*Recorded data:*
_ _ _ _

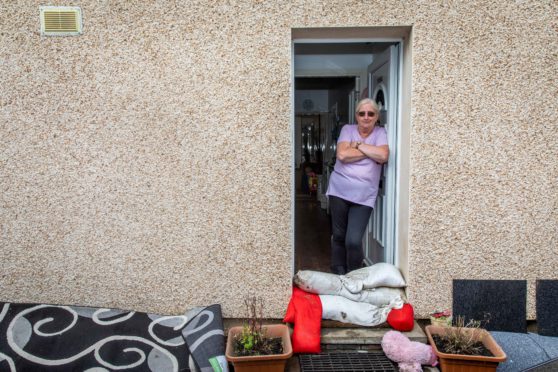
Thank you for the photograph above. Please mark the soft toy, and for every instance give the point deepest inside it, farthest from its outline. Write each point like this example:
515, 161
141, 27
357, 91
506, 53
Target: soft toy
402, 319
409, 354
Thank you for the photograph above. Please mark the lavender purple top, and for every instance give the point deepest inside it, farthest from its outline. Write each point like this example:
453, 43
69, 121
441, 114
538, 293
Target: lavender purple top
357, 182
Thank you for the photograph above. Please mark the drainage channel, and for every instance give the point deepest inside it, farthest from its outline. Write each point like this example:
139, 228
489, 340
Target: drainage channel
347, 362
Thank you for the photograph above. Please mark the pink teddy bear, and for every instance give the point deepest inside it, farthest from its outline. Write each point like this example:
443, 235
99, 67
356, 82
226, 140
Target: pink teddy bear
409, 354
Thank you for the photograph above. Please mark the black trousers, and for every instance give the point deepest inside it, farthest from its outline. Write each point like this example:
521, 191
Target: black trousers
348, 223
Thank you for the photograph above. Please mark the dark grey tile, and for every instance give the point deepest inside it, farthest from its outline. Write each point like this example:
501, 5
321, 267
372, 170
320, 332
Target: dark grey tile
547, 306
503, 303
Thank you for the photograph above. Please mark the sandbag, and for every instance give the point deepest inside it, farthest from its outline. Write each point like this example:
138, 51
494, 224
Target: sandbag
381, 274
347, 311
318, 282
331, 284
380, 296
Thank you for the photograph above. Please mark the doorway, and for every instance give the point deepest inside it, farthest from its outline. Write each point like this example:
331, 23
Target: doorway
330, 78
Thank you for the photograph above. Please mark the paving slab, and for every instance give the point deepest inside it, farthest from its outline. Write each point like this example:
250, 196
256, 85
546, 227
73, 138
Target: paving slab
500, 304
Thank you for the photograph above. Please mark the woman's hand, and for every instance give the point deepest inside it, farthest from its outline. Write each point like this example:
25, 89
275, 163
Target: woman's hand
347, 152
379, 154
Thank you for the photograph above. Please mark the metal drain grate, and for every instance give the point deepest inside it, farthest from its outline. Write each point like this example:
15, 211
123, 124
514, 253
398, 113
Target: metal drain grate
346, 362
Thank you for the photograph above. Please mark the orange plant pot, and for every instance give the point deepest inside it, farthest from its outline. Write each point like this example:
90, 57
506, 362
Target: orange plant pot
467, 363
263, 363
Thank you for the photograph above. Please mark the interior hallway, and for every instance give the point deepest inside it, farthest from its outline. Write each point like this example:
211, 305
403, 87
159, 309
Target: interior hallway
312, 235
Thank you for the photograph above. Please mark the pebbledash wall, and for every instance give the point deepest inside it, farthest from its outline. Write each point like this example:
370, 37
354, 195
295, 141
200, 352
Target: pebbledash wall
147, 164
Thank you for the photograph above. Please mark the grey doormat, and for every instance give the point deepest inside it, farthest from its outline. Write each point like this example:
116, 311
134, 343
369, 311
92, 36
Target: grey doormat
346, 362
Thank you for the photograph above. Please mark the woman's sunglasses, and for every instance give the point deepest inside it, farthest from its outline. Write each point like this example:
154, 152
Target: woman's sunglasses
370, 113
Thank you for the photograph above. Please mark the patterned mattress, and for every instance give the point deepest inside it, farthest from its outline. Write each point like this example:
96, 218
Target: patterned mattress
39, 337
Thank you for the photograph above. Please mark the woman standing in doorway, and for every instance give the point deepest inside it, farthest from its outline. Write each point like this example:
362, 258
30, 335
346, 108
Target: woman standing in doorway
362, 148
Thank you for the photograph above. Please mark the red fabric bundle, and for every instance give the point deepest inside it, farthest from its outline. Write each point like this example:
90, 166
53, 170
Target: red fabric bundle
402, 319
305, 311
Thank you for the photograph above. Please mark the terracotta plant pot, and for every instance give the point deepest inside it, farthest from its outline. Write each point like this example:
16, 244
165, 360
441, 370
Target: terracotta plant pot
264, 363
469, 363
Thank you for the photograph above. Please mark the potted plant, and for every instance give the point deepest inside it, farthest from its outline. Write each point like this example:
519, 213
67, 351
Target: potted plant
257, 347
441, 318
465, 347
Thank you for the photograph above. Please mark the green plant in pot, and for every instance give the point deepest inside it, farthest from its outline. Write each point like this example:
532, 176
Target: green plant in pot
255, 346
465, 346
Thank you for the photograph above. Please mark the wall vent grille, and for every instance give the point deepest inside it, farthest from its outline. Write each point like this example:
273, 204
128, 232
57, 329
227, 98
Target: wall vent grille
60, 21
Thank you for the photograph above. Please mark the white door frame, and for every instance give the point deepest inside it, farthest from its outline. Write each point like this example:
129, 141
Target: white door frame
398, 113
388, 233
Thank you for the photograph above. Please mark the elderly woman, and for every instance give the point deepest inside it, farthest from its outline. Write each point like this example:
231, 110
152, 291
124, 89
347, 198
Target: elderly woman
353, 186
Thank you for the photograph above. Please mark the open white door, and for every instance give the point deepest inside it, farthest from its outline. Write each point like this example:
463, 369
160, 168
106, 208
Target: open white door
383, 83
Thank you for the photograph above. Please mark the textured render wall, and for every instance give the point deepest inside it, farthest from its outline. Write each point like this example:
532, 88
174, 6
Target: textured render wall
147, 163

_ _ _ _

*Problem:* What is needed is an exact repeat of the records, with every picture left out.

*Task response:*
Thank you for the photograph above. Please mark the soft toy, and for every instance give the point deepest inside it, farthest from its outline. Write each point like this example:
515, 161
141, 27
357, 91
506, 53
Target: soft toy
402, 319
409, 354
Thank you for the photograph above. Please mark the lavender purple top, and for every instance give the point deepest inside it, farthest from its outline. Write each point like this example:
453, 43
69, 121
441, 114
538, 293
Target: lavender purple top
357, 182
Thank you for the photograph above. Please mark the drainage channel, and for every instance give the point deepest inside it, farthest from its outline. Write each point like this example:
139, 228
489, 340
Target: drainage channel
347, 362
Thank you for the photograph above. Please mark the pink teddy bear, and for every instance give the point deepest inside it, farthest from its outline. Write each point like this example:
443, 235
99, 67
356, 82
226, 140
Target: pink teddy bear
409, 354
Thank you for the photograph above. Please mark the black trousers, and for every instance give the point deepest inside it, farthest from its outline. Write each point like this example:
521, 191
Target: black trousers
348, 223
Thank you for the photograph above. Please mark the dark grey tile, and for every instance give the point deepest inside it, farthest from its outline. Write each point like this example:
501, 5
321, 267
372, 170
320, 332
Target: dark grey tile
547, 306
503, 303
Thank you for the photograph above. Please mark the sandbag, and for every instance give the point deepest inside it, farthest from its outline. Write each point like this example:
138, 51
494, 224
Target: sandbag
381, 274
347, 311
318, 282
331, 284
380, 296
Thank you for the photograph above. Please mark the doorway, and for every instance give the point deepest inside it, farthest from its outline. Write each point like this example:
331, 23
Target: doorway
330, 78
Thank you for the photograph above. Please mark the paving slab, and for every instance give the point deepest inside it, farthest from its outline. Write each point like this example:
250, 196
256, 85
546, 227
73, 138
Target: paving slab
500, 304
Thank you for the photograph above. Please mark the woman's hand, and for every instance give the point deepest inside it, farthest from its outline. Write each point like this example:
25, 89
275, 163
Target: woman's hand
347, 152
379, 154
Thank you for the photograph above. Please mark the metal drain grate, and for every instance give the point deepest inside it, farthest from its outline. Write each point like this example:
15, 211
123, 124
514, 253
398, 113
Target: metal drain grate
346, 362
Thank you for the photograph above. Please mark the orange plant pot, and for every instance give the point deepest inside it, farthest from its outline. Write each point like this example:
90, 57
506, 362
Target: orange plant pot
467, 363
263, 363
Thank you for the photograph above. Please mark the interior hallway, and for every instance give the point deepest inside it, farthest from its outline. Write each point like this example:
211, 305
403, 87
159, 309
Target: interior hallway
312, 235
Thank you for the photograph above. Please mark the pebbledash wall, and for every instance give the point deepest inside it, farthest from its outline. Write each point like this example:
370, 37
354, 195
295, 141
200, 352
Target: pebbledash wall
147, 164
Thank you for the photograph above. Please mark the grey doormat, and for every instance give the point deepest inside it, farthest from its outline. Write each point like this example:
116, 311
134, 343
369, 311
92, 36
Target: grey doormat
346, 362
Thank you for the photograph above. Please mark the woman's sunglasses, and for every instance give the point deepest inside it, farthest from its outline. Write each point like this example:
154, 152
Target: woman's sunglasses
370, 113
Thank you for the photograph above. Please mark the patterned mattress, and for every instance give the point deepest inside it, farthest from its outline. Write each point like this example:
96, 218
Target: patterned mattress
39, 337
Thank you for the photograph above. Please mark the woman standing in doorway, and for every instance give the point deepest inside it, farthest from its outline. Write each point like this example:
362, 258
30, 335
346, 108
Target: woman standing in doorway
362, 148
Thank you for the photograph above. Please mark the red fabric bundle, and for every instance give the point deepest inside it, farthest from its outline. Write each point like this example:
90, 166
53, 170
Target: red fabric bundle
402, 319
305, 311
Thank you for the photograph above. Please mark the terracotta plant pot, and for every instance give the point deepest inside it, farthest from its outline. Write each point like this example:
16, 244
165, 360
441, 370
Target: terracotta plant pot
264, 363
469, 363
Thank you for the photograph above. Please mark the potted plant, and for every instance give the point deepest inside it, farthest from its outline. Write each point like this example:
519, 213
67, 351
Target: potted plant
257, 347
441, 318
465, 347
Thank you for the photograph above. Please mark the green plant in pot, and for every instance give the point deepest inside it, farthest from its outline. Write each point like this example:
532, 176
Target: green plant in pot
255, 346
465, 346
Thank you for the photograph above. Please mark the wall vent grille, and for every instance give the point deepest inside it, farthest from its outline. Write each point like this example:
273, 204
128, 232
57, 329
227, 98
Target: wall vent grille
60, 21
Thank you for the photograph above. Please mark the white door frame, and for every instance give the point deepest inside it, farthest from its outline. Write each point like this example:
129, 141
Target: white door frame
398, 113
388, 233
Thank you for the photograph above. Please mark the elderly woman, and for every instance give the point deepest inside it, farthest from its outline. Write each point like this example:
231, 110
152, 291
124, 89
347, 198
Target: elderly woman
353, 186
Thank you for the photograph above. Please mark the open white door, and for every instance give the point deepest inside it, farthest from its outline. Write each point like this example:
463, 369
160, 168
106, 208
Target: open white door
383, 83
Thank you for the photograph above. Please mark the textured render wall, and for every instance give the point deepest inside it, farthest from its outline. Write each point like this example:
532, 88
174, 6
Target: textured render wall
147, 163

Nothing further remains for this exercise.